:: REQUIRED WORK ::
Repeat each record exactly as written, and drop any images.

::::::::

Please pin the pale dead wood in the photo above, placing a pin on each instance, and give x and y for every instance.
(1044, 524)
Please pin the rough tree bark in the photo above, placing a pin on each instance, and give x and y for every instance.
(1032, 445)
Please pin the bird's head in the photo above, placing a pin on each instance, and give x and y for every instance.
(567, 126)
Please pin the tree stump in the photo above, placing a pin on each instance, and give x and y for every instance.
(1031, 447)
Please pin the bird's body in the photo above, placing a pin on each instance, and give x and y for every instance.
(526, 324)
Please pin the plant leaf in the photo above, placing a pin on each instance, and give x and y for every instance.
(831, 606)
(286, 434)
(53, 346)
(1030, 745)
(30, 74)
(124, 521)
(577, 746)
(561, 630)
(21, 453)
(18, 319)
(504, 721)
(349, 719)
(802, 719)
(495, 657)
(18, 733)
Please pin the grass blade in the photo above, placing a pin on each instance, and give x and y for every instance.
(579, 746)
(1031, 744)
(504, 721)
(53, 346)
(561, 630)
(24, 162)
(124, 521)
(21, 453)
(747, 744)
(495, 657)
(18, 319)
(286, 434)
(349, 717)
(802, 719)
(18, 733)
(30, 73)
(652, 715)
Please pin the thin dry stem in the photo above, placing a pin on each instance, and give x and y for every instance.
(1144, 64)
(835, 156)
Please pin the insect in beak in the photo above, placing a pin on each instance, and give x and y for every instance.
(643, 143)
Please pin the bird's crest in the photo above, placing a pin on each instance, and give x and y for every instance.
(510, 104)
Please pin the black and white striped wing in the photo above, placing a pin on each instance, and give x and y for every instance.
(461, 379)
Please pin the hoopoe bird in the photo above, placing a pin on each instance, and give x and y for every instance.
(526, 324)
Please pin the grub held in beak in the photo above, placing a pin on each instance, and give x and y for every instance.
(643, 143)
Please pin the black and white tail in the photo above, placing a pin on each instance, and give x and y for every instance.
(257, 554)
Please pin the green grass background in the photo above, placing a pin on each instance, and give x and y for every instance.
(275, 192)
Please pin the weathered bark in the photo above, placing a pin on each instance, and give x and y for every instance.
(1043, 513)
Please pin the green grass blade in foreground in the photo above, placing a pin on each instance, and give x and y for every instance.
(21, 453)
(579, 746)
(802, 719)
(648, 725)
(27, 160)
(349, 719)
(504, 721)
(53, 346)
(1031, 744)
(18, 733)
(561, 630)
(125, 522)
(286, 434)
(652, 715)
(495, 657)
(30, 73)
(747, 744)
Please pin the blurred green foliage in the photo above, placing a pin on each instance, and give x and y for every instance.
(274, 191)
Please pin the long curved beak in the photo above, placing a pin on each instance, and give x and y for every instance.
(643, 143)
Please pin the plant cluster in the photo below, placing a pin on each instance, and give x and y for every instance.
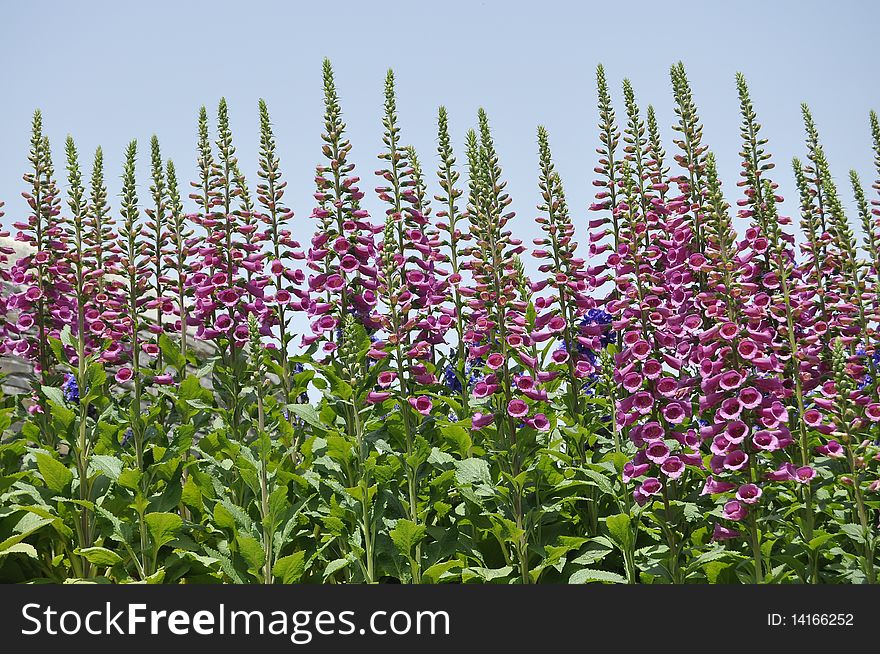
(394, 399)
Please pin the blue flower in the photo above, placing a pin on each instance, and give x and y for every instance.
(474, 370)
(70, 389)
(600, 317)
(450, 378)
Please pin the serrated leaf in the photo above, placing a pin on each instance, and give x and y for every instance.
(620, 530)
(163, 527)
(54, 473)
(307, 413)
(109, 466)
(100, 556)
(472, 471)
(290, 568)
(588, 575)
(20, 548)
(406, 535)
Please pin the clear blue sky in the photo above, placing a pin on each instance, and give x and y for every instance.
(107, 72)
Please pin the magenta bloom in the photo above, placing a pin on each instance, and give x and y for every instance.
(480, 420)
(736, 460)
(832, 449)
(643, 402)
(495, 361)
(651, 486)
(517, 408)
(657, 452)
(735, 510)
(540, 422)
(748, 493)
(804, 474)
(386, 378)
(673, 467)
(374, 397)
(632, 470)
(723, 533)
(422, 404)
(714, 487)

::::::::

:: SOLUTION FOR THIS EXERCISE ::
Please pin the pale dead wood in the photo above, placing a pin on each instance, and give x and y for every instance.
(1044, 524)
Please pin the rough tree bark in the photo above, placing a pin on each instance, and give x and y for every instance.
(1032, 445)
Please pin the bird's head in the photo above, placing a pin on each instance, and give x and y for every instance.
(567, 126)
Please pin the tree stump in the photo above, placing a pin on each instance, and give x and y for every instance.
(1031, 447)
Please pin the bird's body in the photo above, placing a pin on each instance, and give x and y for every instance.
(526, 324)
Please pin the plant leaf in the photo above, placing a pin on each instance, and give x and y for every instance.
(831, 606)
(286, 434)
(53, 346)
(1030, 745)
(30, 74)
(124, 521)
(577, 746)
(561, 630)
(21, 453)
(18, 319)
(504, 721)
(349, 719)
(802, 719)
(495, 657)
(18, 733)
Please pin the grass blade in the photo above, placing a pin on each instance, and give x and y for every instance.
(579, 746)
(1031, 744)
(504, 721)
(53, 346)
(561, 630)
(24, 162)
(124, 521)
(21, 453)
(747, 744)
(495, 657)
(18, 319)
(286, 434)
(349, 717)
(802, 719)
(18, 733)
(30, 73)
(652, 715)
Please pin the thin dry stem in the photo above, placing a pin on each instance, and give x and y for every instance.
(1144, 64)
(835, 156)
Please pin the insect in beak in the photo above, placing a pin on each instance, and give x and y for every instance.
(643, 143)
Please pin the bird's crest in the photo above, placing a pin on each instance, and give x and y for every instance.
(510, 104)
Please pin the black and white striped wing in the photo above, placing a pin on each instance, and give x and y for every instance.
(461, 379)
Please pin the hoopoe bird in the photo above, placing a pin on each instance, and give x and y for every instance.
(526, 324)
Please pin the grub held in beak in the photo above, placing a pin on each instance, and give x and y for every instance.
(643, 143)
Please pin the black and white tail in the photo above, placing a pin on each instance, and give x and y for every instance.
(257, 554)
Please pin the green grass background in the photo above, placing a pin on each instance, and give x and y for every instance.
(275, 192)
Please pin the weathered bark in the photo above, placing a pin on each instance, and give x and y for every instance.
(1043, 513)
Please pin the green grass blade in foreground in the photo above, placing a pin on each instance, and give x and y for every instance.
(21, 453)
(579, 746)
(802, 719)
(648, 725)
(27, 160)
(349, 719)
(504, 721)
(53, 346)
(1031, 744)
(18, 733)
(561, 630)
(125, 522)
(286, 434)
(652, 715)
(495, 657)
(30, 73)
(747, 744)
Please pin the blurred green foliage in the photo above, placing a pin on each instance, and give x and y for every instance.
(274, 191)
Please pin the long curved beak in the photo above, placing a pin on each instance, and give x and y for every instance.
(643, 143)
Please pin the plant cluster in the photo below, placing a pin on each instance, and give x and y for every instance.
(394, 399)
Please pin the blue flower in the photo above, placing a pin on each instance, and give x and y for every instance.
(474, 370)
(70, 389)
(600, 317)
(450, 378)
Please pin the serrated leaf in the photo above, placing a pin on each instance, and give x and y for every instance.
(620, 530)
(163, 527)
(54, 473)
(307, 413)
(109, 466)
(100, 556)
(472, 471)
(290, 568)
(588, 575)
(20, 548)
(406, 535)
Please pin the clear blue sky in the photo above, placing a pin on each instance, and give x and y for every instance.
(107, 72)
Please pin the magenta bloom in the photo above, placing a pin on each instance, and give x and y for every instance.
(480, 420)
(736, 460)
(832, 449)
(643, 402)
(495, 361)
(651, 486)
(517, 408)
(657, 452)
(735, 510)
(540, 422)
(748, 493)
(804, 474)
(386, 378)
(673, 467)
(374, 397)
(632, 470)
(723, 533)
(422, 404)
(714, 487)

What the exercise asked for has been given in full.